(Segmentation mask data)
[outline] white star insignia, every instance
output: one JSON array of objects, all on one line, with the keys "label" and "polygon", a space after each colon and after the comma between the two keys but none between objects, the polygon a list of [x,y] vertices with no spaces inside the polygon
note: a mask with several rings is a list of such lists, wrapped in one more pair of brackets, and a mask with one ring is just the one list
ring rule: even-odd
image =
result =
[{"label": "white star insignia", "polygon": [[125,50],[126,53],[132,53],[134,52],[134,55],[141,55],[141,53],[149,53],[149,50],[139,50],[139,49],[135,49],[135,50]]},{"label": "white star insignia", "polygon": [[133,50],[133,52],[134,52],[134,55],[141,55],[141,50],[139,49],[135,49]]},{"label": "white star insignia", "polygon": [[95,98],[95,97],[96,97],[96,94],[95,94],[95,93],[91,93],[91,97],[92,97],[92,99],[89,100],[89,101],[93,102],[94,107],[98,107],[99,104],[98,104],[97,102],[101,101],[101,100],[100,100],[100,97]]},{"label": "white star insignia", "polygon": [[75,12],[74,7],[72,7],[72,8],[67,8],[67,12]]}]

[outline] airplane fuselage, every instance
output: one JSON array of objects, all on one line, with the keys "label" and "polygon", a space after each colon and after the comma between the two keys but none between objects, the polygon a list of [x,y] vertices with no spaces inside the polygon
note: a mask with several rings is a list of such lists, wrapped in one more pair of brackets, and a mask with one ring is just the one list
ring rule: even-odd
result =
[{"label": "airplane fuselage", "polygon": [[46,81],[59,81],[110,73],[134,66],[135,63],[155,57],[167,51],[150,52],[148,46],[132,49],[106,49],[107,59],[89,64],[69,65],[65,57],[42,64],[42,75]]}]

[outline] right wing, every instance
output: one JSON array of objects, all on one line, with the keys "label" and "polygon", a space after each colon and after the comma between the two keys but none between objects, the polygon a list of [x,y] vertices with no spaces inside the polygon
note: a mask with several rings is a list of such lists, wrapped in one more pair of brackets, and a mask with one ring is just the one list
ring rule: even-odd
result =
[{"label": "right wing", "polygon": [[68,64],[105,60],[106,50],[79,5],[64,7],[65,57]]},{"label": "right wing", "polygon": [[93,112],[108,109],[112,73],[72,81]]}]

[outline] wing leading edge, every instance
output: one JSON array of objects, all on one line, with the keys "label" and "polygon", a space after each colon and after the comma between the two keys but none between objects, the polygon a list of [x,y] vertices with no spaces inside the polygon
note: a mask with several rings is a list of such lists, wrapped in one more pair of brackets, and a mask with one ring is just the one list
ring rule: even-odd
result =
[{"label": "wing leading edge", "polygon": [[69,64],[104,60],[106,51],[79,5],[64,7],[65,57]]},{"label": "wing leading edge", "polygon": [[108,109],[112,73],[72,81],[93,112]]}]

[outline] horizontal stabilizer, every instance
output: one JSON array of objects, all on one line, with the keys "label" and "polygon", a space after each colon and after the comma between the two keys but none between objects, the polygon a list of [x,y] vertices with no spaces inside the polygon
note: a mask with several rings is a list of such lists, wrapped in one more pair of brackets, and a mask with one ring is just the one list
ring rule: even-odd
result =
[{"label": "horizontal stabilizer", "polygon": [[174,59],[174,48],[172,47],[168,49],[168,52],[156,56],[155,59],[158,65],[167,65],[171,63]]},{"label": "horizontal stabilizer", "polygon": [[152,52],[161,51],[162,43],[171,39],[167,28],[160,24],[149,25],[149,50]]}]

= How to complete this task =
Nothing in the records should be left out; write all of them out again exactly.

= Output for this task =
[outline] white star insignia, every instance
output: one JSON array of objects, all on one line, with the keys "label" and "polygon", a space after each colon and after the comma between the two keys but none between objects, the polygon a list of [x,y] vertices with no spaces inside the polygon
note: a mask with several rings is a list of such lists, wrapped in one more pair of brackets, and a mask with one ring is just the one list
ring rule: even-odd
image =
result =
[{"label": "white star insignia", "polygon": [[125,50],[126,53],[132,53],[134,52],[134,55],[141,55],[141,53],[149,53],[149,50],[139,50],[139,49],[135,49],[135,50]]},{"label": "white star insignia", "polygon": [[133,50],[133,52],[134,52],[134,55],[141,55],[141,50],[139,49],[135,49]]},{"label": "white star insignia", "polygon": [[95,98],[95,97],[96,97],[96,94],[95,94],[95,93],[91,93],[91,97],[92,97],[92,99],[89,100],[89,101],[93,102],[94,107],[98,107],[99,104],[98,104],[97,102],[101,101],[101,100],[100,100],[100,97]]},{"label": "white star insignia", "polygon": [[75,12],[74,7],[72,7],[72,8],[67,8],[67,12]]}]

[outline] airplane fuselage, every instance
output: one JSON array of objects, all on one line, with the keys "label" and "polygon", a space after each colon and after the comma between the two keys but none between objects, the polygon a list of [x,y] vertices with no spaces inside the polygon
note: a mask with several rings is a list of such lists, wrapped in one more pair of brackets, and a mask with one ring is just the one list
ring rule: even-odd
result =
[{"label": "airplane fuselage", "polygon": [[46,81],[59,81],[110,73],[134,66],[135,63],[155,57],[167,51],[150,52],[148,46],[132,49],[106,49],[107,59],[89,64],[69,65],[65,57],[42,64],[42,75]]}]

[outline] right wing, every instance
output: one JSON array of objects, all on one line, with the keys "label" and "polygon", a space after each colon and after the comma between the two keys but none between objects, the polygon a list of [x,y] vertices with no spaces inside the polygon
note: a mask with several rings is a list of such lists, wrapped in one more pair of brackets, and a mask with one ring is just the one list
ring rule: even-odd
result =
[{"label": "right wing", "polygon": [[68,64],[105,60],[106,50],[79,5],[64,7],[65,57]]},{"label": "right wing", "polygon": [[93,112],[108,109],[112,73],[72,81]]}]

[outline] wing leading edge, every instance
output: one JSON array of objects, all on one line, with the keys "label" and "polygon", a space after each colon and after the comma between the two keys but none between objects, the polygon a list of [x,y] vertices with no spaces inside the polygon
note: a mask with several rings is a list of such lists, wrapped in one more pair of brackets, and a mask with one ring is just the one list
ring rule: even-odd
result =
[{"label": "wing leading edge", "polygon": [[69,64],[104,60],[106,51],[79,5],[64,7],[65,57]]},{"label": "wing leading edge", "polygon": [[108,109],[112,73],[72,81],[93,112]]}]

[outline] horizontal stabilizer, every instance
output: one JSON array of objects, all on one line, with the keys "label" and "polygon", a space after each colon and after the comma between the two keys but none between objects, the polygon a list of [x,y] vertices with no spaces inside the polygon
note: a mask with several rings is a list of such lists, wrapped in one more pair of brackets, and a mask with one ring is just the one list
ring rule: even-odd
result =
[{"label": "horizontal stabilizer", "polygon": [[174,59],[174,48],[172,47],[168,49],[168,52],[156,56],[155,59],[158,65],[167,65],[171,63]]},{"label": "horizontal stabilizer", "polygon": [[152,52],[161,51],[162,43],[171,39],[167,28],[160,24],[149,25],[149,50]]}]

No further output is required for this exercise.